__Information given__
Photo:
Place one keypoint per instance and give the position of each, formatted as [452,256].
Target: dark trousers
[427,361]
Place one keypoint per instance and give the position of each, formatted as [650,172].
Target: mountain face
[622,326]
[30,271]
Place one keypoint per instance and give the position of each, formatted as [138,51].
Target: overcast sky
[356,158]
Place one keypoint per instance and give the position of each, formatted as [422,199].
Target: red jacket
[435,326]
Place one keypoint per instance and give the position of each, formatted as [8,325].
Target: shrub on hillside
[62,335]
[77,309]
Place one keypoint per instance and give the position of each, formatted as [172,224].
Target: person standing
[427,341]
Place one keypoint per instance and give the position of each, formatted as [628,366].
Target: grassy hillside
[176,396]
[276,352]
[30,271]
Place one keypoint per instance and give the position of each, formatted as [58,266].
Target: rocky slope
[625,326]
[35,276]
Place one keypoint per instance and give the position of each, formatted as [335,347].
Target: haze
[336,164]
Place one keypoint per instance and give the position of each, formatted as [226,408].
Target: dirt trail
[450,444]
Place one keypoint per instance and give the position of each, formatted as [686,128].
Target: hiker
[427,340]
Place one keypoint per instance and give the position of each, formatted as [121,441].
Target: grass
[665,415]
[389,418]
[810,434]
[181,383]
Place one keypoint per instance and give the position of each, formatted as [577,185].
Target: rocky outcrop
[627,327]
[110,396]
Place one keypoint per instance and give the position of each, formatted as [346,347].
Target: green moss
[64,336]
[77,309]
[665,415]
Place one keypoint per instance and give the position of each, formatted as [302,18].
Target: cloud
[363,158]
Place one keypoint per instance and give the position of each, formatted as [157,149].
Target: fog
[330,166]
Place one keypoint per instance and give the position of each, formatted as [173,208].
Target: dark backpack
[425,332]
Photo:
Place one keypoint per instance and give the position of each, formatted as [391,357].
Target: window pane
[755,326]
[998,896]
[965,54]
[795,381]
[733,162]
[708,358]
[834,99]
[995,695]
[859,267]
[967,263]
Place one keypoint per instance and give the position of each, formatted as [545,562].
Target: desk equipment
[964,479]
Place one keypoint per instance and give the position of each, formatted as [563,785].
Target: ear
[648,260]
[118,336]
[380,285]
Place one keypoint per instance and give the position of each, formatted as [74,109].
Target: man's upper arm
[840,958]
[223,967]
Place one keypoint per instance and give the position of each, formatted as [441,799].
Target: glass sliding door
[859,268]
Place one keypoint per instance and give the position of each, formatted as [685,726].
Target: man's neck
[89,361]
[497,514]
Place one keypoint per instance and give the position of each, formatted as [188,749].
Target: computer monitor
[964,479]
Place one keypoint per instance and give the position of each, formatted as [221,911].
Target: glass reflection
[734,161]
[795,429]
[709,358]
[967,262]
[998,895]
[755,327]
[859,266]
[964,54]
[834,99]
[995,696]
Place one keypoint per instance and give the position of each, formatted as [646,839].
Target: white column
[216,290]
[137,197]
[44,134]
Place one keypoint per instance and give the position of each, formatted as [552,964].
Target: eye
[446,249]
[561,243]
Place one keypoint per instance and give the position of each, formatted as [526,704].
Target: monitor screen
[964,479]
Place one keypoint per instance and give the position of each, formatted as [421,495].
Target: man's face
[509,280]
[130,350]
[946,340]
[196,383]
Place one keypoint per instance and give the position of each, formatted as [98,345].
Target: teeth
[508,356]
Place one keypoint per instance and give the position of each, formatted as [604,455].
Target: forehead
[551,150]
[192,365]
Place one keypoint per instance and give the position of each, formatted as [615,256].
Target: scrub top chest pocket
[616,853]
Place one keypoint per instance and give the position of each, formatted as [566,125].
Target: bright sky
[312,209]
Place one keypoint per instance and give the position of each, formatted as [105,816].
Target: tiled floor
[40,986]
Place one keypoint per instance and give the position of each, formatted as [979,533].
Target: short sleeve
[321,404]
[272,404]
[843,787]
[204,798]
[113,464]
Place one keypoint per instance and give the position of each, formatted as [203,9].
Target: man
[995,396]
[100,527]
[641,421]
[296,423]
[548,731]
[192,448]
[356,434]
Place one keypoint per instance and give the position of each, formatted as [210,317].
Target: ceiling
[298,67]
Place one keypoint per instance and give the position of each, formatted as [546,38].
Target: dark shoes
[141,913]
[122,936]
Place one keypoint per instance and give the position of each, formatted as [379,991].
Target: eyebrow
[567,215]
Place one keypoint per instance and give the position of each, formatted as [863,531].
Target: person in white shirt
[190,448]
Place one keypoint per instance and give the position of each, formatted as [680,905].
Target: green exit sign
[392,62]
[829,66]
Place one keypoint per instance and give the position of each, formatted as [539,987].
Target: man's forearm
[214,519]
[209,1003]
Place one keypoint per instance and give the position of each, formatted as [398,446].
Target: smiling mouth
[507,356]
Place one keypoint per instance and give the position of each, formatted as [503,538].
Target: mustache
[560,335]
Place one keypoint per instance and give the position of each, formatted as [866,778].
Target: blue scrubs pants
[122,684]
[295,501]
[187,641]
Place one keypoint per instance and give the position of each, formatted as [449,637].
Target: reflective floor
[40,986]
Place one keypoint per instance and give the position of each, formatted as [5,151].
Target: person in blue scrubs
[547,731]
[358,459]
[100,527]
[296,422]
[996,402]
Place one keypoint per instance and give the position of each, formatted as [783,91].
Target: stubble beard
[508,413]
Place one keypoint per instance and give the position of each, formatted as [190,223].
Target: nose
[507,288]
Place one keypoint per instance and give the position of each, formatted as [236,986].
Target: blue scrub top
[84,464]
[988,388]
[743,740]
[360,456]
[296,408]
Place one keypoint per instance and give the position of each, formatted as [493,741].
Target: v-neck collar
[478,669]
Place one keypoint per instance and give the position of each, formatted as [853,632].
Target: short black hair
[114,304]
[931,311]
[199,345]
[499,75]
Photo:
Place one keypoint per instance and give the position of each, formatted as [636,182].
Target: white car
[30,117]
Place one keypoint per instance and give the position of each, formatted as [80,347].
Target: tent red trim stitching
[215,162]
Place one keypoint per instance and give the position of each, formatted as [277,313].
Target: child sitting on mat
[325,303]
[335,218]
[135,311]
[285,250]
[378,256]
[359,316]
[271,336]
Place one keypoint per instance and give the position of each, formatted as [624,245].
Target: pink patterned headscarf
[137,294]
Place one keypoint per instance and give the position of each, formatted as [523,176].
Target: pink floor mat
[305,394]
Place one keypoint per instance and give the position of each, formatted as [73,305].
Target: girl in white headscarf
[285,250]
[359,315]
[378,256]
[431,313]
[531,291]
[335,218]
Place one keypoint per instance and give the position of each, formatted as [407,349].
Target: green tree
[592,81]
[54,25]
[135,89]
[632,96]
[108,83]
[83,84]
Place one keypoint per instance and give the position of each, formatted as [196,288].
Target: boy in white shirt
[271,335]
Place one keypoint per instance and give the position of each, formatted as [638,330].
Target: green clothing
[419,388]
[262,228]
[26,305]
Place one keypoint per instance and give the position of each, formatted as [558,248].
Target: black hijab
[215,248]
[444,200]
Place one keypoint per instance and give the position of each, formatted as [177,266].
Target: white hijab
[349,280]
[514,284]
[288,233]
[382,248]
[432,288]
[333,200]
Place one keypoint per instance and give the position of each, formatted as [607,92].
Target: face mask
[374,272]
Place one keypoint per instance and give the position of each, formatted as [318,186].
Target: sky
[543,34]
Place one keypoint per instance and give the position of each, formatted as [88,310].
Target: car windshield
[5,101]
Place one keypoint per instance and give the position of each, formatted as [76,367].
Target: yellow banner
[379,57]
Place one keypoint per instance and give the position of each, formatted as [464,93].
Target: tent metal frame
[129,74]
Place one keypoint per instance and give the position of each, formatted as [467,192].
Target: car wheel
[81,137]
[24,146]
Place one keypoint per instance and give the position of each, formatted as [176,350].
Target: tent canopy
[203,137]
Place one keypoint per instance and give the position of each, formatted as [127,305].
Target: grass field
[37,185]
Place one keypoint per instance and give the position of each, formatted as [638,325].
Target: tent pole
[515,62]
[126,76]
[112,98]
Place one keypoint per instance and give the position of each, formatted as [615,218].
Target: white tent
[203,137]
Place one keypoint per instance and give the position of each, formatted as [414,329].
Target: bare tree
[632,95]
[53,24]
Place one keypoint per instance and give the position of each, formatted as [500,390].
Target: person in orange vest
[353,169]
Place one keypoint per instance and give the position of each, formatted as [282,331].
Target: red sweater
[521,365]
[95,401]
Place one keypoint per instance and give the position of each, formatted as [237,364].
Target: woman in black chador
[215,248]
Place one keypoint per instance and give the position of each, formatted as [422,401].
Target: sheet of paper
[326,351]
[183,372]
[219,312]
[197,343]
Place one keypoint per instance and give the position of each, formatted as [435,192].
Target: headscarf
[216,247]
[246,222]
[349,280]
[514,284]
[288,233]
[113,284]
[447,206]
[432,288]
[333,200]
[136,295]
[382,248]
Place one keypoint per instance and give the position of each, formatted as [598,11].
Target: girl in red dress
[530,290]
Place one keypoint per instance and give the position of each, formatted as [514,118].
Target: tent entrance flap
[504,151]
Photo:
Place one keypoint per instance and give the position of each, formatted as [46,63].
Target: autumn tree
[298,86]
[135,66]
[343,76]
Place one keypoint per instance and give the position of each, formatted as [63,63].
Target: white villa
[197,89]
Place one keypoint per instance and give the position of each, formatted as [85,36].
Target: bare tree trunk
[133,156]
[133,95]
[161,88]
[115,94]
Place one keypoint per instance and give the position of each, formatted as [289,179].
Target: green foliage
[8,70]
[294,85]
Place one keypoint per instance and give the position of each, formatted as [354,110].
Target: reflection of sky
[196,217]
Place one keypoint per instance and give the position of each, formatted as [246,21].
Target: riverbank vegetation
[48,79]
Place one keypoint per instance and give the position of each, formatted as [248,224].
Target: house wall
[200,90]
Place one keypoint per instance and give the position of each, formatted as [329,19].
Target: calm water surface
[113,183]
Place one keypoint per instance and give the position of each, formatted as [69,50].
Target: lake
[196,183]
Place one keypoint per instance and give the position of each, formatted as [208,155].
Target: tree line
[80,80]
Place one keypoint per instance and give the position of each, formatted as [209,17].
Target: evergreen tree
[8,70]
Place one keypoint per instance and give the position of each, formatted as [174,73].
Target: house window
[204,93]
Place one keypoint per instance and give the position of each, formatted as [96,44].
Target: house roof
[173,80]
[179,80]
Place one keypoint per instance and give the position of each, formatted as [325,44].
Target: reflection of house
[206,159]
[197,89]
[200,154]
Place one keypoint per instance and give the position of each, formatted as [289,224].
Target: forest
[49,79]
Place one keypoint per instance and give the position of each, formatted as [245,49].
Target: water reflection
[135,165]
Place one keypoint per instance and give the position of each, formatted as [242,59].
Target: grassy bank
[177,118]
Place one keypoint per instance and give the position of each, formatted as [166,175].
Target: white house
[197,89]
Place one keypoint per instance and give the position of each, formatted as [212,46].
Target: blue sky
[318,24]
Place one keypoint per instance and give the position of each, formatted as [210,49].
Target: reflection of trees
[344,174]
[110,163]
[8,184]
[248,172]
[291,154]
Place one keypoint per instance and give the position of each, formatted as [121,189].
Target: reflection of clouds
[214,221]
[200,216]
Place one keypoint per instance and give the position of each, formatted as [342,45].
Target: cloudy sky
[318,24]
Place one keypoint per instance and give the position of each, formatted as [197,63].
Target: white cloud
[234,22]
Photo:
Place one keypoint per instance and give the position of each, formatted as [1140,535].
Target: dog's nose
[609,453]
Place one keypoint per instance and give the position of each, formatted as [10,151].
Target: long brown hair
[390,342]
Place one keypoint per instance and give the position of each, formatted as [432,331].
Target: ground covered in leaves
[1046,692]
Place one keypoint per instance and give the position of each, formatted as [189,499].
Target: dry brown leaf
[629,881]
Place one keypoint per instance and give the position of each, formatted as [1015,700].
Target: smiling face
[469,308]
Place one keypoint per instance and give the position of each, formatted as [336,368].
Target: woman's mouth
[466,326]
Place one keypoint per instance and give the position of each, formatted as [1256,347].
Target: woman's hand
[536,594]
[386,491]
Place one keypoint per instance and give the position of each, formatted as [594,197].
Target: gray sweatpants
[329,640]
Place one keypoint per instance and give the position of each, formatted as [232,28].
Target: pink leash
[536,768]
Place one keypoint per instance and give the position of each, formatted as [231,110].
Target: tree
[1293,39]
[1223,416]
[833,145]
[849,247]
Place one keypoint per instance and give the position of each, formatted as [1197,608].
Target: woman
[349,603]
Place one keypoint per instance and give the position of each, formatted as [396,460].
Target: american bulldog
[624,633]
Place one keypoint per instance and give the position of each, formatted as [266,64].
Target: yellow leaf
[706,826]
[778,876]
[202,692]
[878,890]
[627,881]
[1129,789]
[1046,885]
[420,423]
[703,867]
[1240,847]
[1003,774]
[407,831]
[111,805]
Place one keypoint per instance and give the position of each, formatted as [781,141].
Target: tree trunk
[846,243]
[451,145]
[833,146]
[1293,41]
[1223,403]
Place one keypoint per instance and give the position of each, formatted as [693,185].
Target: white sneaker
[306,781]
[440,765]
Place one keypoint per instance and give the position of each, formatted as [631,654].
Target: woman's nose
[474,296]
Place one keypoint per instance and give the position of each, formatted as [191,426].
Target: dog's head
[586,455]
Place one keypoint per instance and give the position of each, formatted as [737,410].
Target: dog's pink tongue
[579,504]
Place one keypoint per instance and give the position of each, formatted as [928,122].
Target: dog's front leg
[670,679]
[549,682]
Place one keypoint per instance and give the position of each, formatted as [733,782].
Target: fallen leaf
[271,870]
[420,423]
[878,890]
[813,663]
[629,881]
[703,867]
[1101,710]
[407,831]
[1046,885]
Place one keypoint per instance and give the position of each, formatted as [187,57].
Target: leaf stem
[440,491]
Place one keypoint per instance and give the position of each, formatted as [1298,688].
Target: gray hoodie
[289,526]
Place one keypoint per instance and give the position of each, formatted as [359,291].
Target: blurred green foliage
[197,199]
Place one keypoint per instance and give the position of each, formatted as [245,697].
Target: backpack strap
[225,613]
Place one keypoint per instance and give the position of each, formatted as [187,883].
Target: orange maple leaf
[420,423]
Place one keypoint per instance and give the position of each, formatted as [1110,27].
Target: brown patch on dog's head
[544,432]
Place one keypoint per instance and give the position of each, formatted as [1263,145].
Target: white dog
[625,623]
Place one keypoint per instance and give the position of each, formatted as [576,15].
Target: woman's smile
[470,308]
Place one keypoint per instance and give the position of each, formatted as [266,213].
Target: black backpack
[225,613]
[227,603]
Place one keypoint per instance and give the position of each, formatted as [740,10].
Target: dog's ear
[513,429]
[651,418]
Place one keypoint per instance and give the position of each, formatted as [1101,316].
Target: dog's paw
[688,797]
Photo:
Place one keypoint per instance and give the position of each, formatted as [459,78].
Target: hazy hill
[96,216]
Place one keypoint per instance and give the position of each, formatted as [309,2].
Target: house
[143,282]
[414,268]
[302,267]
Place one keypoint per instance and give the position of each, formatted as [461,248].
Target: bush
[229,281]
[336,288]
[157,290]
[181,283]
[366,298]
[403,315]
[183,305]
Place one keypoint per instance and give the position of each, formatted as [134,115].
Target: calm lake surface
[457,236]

__The task__
Repeat word for word the lines running from the line containing "formatted as [245,697]." to the end of the entries above, inclusive.

__Solution to this problem__
Place one keypoint per instance and give the position of each, formatted as [245,697].
Target: backpack strap
[225,613]
Place one keypoint per instance and give the position of each, formatted as [187,883].
Target: orange maple leaf
[420,423]
Place one keypoint per instance and give the position of each, formatted as [1110,27].
Target: brown patch on dog's head
[544,432]
Place one keypoint per instance and give the position of each, formatted as [1263,145].
Target: white dog
[625,623]
Place one keypoint per instance and give the position of each, formatted as [576,15].
Target: woman's smile
[470,308]
Place one keypoint per instance and give the position of each, formatted as [266,213].
Target: black backpack
[225,613]
[227,603]
Place one keypoint per instance and give the position of each, formatted as [740,10].
Target: dog's ear
[513,429]
[651,418]
Place one keypoint per instance and give the position of each, formatted as [1101,316].
Target: dog's paw
[688,797]
Photo:
Place one keypoint per instance and give the position of each, formatted as [459,78].
Target: hazy hill
[96,216]
Place one keypoint per instance and give the position of each, formatted as [309,2].
Target: house
[143,282]
[414,268]
[302,267]
Place one keypoint per instance and give the position of each, formatted as [461,248].
Target: bush
[229,281]
[336,288]
[157,290]
[181,283]
[366,298]
[403,315]
[183,305]
Place one keypoint per instance and give the position of each, formatted as [134,115].
Target: calm lake surface
[457,236]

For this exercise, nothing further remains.